# [PROBLEM]
Will you quote all of the entries, word for word?

# [EXTRACTED ENTRIES]
============

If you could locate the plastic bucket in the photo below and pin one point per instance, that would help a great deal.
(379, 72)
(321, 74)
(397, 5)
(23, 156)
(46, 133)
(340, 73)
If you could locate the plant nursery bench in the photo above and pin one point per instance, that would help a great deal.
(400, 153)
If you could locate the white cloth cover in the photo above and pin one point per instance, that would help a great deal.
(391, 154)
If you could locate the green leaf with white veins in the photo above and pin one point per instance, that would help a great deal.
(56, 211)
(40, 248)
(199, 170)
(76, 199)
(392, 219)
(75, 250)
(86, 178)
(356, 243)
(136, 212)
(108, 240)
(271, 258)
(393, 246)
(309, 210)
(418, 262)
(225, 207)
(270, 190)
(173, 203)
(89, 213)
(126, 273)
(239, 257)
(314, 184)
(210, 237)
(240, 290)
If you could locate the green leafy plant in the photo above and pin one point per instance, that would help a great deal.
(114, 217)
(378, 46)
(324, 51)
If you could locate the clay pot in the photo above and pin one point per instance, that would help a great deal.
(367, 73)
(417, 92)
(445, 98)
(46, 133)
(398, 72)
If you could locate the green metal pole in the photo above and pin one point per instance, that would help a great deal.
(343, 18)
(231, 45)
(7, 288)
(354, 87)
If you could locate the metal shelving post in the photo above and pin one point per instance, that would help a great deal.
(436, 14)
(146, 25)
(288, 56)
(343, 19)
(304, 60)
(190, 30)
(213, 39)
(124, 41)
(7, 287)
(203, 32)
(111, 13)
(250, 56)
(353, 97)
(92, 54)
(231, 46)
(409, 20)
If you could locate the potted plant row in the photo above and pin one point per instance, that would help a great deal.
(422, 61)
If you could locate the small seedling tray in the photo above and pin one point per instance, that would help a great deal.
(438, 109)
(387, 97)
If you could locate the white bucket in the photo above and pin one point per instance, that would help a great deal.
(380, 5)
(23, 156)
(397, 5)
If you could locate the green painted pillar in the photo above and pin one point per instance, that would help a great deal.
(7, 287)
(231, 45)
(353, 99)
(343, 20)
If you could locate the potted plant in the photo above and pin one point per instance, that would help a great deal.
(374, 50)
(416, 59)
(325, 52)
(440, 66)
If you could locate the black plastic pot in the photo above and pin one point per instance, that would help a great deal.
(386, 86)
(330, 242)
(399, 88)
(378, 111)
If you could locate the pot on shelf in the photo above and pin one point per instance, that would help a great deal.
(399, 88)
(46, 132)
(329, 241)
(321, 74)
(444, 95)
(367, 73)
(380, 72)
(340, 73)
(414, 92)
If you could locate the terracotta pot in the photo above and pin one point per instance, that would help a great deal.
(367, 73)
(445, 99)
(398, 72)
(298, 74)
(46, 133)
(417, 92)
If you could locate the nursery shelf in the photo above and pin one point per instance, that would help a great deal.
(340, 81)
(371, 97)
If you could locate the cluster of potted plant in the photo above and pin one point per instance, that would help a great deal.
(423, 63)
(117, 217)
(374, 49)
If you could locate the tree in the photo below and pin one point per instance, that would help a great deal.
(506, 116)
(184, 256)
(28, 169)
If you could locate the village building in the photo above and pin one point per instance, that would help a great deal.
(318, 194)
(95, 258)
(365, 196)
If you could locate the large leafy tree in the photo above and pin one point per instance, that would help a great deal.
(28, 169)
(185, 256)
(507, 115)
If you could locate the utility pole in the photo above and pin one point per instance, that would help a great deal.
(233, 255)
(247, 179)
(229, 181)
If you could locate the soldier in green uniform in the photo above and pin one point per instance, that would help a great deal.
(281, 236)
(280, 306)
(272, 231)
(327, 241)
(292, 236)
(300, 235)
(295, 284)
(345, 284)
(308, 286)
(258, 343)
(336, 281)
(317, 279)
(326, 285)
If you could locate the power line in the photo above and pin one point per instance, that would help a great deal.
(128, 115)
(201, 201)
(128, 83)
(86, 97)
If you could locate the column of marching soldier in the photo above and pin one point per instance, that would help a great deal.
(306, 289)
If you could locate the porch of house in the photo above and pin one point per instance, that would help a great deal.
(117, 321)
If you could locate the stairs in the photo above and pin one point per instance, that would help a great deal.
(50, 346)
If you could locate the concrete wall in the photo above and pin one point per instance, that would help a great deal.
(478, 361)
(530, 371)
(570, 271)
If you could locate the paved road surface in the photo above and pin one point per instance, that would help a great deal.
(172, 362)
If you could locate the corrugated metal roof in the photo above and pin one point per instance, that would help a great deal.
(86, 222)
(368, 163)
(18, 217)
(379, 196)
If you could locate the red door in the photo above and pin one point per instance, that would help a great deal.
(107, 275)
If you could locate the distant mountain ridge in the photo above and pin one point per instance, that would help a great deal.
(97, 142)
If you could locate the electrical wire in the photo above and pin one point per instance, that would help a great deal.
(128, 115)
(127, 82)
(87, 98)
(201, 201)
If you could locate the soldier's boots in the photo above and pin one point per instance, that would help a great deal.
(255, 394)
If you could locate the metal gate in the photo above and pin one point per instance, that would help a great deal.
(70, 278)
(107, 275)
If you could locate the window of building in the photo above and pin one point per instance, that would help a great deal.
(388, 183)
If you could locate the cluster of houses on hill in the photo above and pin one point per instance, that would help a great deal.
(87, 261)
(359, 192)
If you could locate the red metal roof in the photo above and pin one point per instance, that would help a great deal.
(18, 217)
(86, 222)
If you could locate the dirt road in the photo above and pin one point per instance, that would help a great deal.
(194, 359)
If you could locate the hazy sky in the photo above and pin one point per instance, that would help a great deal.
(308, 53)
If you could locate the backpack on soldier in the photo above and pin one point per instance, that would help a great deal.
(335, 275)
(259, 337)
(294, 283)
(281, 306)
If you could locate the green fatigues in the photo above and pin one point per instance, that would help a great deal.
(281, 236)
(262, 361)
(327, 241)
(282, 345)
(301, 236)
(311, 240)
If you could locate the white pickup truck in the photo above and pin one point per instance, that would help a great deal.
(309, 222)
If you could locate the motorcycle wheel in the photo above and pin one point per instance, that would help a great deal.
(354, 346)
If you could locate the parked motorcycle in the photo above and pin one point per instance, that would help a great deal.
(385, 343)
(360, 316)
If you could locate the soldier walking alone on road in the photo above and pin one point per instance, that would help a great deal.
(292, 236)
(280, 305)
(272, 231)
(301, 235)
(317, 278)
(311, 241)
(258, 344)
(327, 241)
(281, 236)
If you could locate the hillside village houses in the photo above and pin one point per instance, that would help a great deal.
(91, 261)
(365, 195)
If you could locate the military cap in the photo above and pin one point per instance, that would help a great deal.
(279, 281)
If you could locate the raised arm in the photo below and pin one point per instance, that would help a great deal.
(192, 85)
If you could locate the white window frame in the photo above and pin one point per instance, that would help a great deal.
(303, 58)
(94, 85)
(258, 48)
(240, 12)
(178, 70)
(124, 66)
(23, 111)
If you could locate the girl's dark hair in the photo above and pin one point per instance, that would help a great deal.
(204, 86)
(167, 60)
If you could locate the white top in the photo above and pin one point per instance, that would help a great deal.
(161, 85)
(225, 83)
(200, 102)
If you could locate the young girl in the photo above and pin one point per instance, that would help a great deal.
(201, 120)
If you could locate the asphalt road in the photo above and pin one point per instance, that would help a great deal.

============

# [RESPONSE TO THIS TASK]
If you could locate the plastic bucket in the photo below and pin one point per instance, that would help a great deal.
(379, 72)
(321, 74)
(397, 5)
(23, 156)
(46, 133)
(340, 73)
If you could locate the plant nursery bench in the photo above and pin one point per instance, that would help a great deal.
(400, 153)
If you could locate the white cloth cover in the photo above and pin one point per instance, that would help a great deal.
(391, 154)
If you could locate the green leaf with white veins in the photo above and pin one point per instance, that would help a great deal.
(56, 211)
(40, 248)
(199, 170)
(76, 199)
(392, 219)
(75, 250)
(86, 178)
(356, 243)
(136, 212)
(108, 240)
(271, 258)
(393, 246)
(309, 210)
(418, 262)
(225, 207)
(270, 190)
(173, 203)
(89, 213)
(126, 273)
(239, 257)
(314, 184)
(210, 237)
(240, 290)
If you could locate the green leafy plant in the photo above and pin one point per instance, that would help a great deal.
(114, 217)
(378, 46)
(324, 51)
If you could locate the clay pot in the photo above and pin one point per instance, that would help a great deal.
(367, 73)
(417, 92)
(445, 98)
(46, 133)
(398, 72)
If you could locate the green metal pole in the photo above and pin one point per instance, that would help a great deal.
(343, 18)
(231, 45)
(7, 288)
(354, 87)
If you could locate the metal shelving post in the photo above and pin one point per instance, that would help a great deal.
(436, 14)
(146, 25)
(288, 56)
(343, 19)
(304, 60)
(190, 30)
(213, 39)
(124, 41)
(7, 287)
(203, 32)
(111, 13)
(250, 56)
(353, 97)
(92, 54)
(231, 46)
(409, 20)
If you could locate the potted plant row in the photo above and pin one point per instance, that would help a great deal.
(422, 61)
If you could locate the small seedling tray in the photo above and pin one point per instance, that would help a great deal.
(438, 109)
(387, 97)
If you could locate the white bucket in the photo above and pin one point per instance, that would help a great deal.
(380, 5)
(23, 156)
(397, 5)
If you could locate the green painted pillar in the photo above and pin one point per instance, that would help a great deal.
(7, 287)
(231, 45)
(353, 99)
(343, 20)
If you could locate the potted plant in the photo above and pin one point per instance, that would help a great deal.
(374, 50)
(416, 59)
(325, 52)
(440, 66)
If you could locate the black plastic pot in the photo above and pin one point per instance, that would help a great deal.
(386, 86)
(330, 242)
(399, 88)
(378, 111)
If you could locate the pot on shelf in the photo above and pin one point per instance, that would help a great deal.
(399, 88)
(46, 132)
(329, 241)
(321, 74)
(444, 95)
(367, 73)
(380, 72)
(340, 73)
(414, 92)
If you could locate the terracotta pot in the photo above and pin one point per instance, that would help a great deal.
(367, 73)
(445, 99)
(398, 72)
(298, 74)
(46, 133)
(417, 92)
If you could locate the nursery shelf in the photo above and pin one point per instance, that would help a great deal.
(340, 81)
(371, 97)
If you could locate the cluster of potted plant in the photo above and pin one point per instance, that would help a great deal.
(423, 63)
(117, 217)
(374, 49)
If you could locate the tree in the photo below and pin one point per instance, that would help a great deal.
(506, 116)
(184, 256)
(28, 169)
If you could locate the village building in the photo above and pin one point per instance, that would help a great deal.
(318, 194)
(95, 258)
(365, 196)
If you could locate the large leafy tree in the photo above and pin one point per instance, that would help a great deal.
(28, 169)
(185, 256)
(507, 115)
If you could locate the utility pole in the photo above and pin one point per instance, that would help a great deal.
(233, 255)
(247, 179)
(229, 181)
If you could locate the soldier in green uniform in the photo above and pin one point per instance, that would help a great deal.
(281, 236)
(280, 306)
(272, 231)
(327, 241)
(292, 236)
(300, 235)
(295, 284)
(345, 284)
(308, 286)
(258, 343)
(336, 281)
(317, 279)
(326, 285)
If you could locate the power line in the photo above and pin one point per instance, that would help a great deal.
(128, 115)
(201, 201)
(128, 83)
(86, 97)
If you could locate the column of marching soldier in the photo above and pin one point per instance, that would help a great deal.
(306, 289)
If you could locate the porch of house in the photo above and pin one point per instance, that would help a great deal.
(117, 321)
If you could locate the stairs in the photo above and pin one point per instance, that would help a great deal.
(50, 346)
If you could locate the concrete wall in the photo above and pin one point per instance, that would help a great deal.
(478, 361)
(530, 371)
(570, 271)
If you could locate the paved road surface in the photo above and pin one point per instance, that would help a great deal.
(172, 362)
If you could locate the corrugated metal roof in the photo above and pin one point per instance, that would help a great deal.
(86, 222)
(368, 163)
(18, 217)
(379, 196)
If you could locate the red door in the photo above and pin one point per instance, that would help a great deal.
(107, 275)
If you could locate the distant mountain ridge in the photo above and pin one point per instance, that would help a great deal.
(97, 142)
If you could locate the electrical wire in the photo above and pin one point per instance, that would help a great deal.
(128, 115)
(127, 82)
(87, 98)
(201, 201)
If you could locate the soldier's boots in the photo above and pin one point per instance, that would help a great deal.
(255, 394)
If you could locate the metal gate in the photo above and pin one point per instance, that would help a great deal.
(70, 278)
(107, 275)
If you could locate the window of building in the photo above and pin one point per instance, that would help a great deal.
(388, 183)
If you could locate the cluster of houses on hill in the photo above and pin one point per instance, that would help a great deal.
(87, 261)
(359, 192)
If you could locate the red metal roof in the photo above and pin one point per instance, that would help a great deal.
(18, 217)
(86, 222)
If you could locate the dirt road in the photo above and pin one point per instance, that would help a great deal.
(194, 359)
If you could locate the hazy sky in the photo above and pin one point per instance, that would help a great deal.
(308, 53)
If you could locate the backpack on soldier in the photo above and pin one point per instance, that would help a great deal.
(335, 275)
(259, 337)
(294, 283)
(281, 306)
If you could locate the green fatigues in the photo above and pin one point per instance, that would help a great deal.
(281, 236)
(262, 361)
(327, 241)
(282, 345)
(301, 236)
(311, 240)
If you could locate the white pickup truck in the photo above and pin one point per instance, that would help a great deal.
(309, 222)
If you could locate the motorcycle wheel in the photo above and pin one point per instance, that would help a great deal.
(354, 346)
If you could locate the parked motorcycle in the photo above and pin one point per instance, that would help a great deal.
(385, 343)
(360, 316)
If you could locate the soldier walking alone on road in the photo above and pin one point per instance, that would help a great deal.
(292, 236)
(280, 305)
(272, 231)
(301, 235)
(317, 278)
(311, 241)
(258, 344)
(327, 241)
(281, 236)
If you could locate the hillside village houses in the photo above and pin one point per instance, that would help a great deal.
(91, 261)
(365, 195)
If you could locate the military cap in the photo above and pin one point per instance, that would help a great deal.
(279, 281)
If you could locate the raised arm in the photo below and pin one point per instance, that would help a great deal.
(192, 85)
If you could locate the white window frame in the photo above and pin one point per instance, that would help a great deal.
(303, 58)
(94, 85)
(258, 48)
(240, 12)
(178, 70)
(124, 66)
(23, 111)
If you could locate the girl's dark hair in the photo above and pin one point per instance, that would help a great deal.
(204, 86)
(167, 60)
If you could locate the white top in the photo above and pin one point per instance, that would help a great deal.
(161, 85)
(225, 83)
(200, 102)
If you could locate the young girl in the photo above and pin one point per instance, that would help a great deal.
(201, 120)
If you could locate the asphalt road in the photo above and pin one point per instance, that would help a great deal.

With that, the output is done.